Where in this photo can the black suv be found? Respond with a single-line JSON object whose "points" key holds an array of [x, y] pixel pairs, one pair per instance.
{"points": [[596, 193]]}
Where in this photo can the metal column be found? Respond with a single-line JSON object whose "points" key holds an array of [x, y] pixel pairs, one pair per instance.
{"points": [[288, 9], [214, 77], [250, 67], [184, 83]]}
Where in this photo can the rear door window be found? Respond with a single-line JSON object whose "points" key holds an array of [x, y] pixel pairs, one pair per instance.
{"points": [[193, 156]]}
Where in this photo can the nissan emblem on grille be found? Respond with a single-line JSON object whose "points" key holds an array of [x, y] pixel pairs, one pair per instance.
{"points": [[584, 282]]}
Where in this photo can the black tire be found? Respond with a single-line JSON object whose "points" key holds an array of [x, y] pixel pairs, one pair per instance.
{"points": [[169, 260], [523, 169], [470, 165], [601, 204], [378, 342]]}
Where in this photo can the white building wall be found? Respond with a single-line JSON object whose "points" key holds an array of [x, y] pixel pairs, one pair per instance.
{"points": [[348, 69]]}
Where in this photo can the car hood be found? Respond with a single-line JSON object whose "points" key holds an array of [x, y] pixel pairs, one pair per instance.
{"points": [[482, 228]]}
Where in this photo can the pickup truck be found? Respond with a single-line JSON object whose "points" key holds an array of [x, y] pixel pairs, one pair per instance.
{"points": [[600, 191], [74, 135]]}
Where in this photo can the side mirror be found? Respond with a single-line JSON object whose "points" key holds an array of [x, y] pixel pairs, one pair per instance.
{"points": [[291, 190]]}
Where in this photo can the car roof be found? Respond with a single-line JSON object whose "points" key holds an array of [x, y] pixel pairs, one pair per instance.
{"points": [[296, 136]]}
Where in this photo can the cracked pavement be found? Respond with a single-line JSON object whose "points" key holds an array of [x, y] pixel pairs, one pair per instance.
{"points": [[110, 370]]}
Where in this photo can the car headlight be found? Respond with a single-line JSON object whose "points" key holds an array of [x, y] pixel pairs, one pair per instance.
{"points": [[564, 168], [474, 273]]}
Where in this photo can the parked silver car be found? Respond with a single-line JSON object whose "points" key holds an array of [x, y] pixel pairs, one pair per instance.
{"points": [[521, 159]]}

» **WORK TO COMPLETE**
Your answer is the line containing "Where in this photo can the car headlight" plus every line after it through the end of the entries, given again exactly and alone.

» **WRITTEN ANSWER**
Where in this photo can the car headlight be found? Respond with a single-line JSON object whose "points" key holds an array of [x, y] pixel pairs, one pair per instance.
{"points": [[564, 168], [474, 273]]}
Where in this photo can the parked silver car be found? Respond with a single-line JSON object whose "points" key holds an array of [x, y] pixel pairs, one pair per instance.
{"points": [[521, 159]]}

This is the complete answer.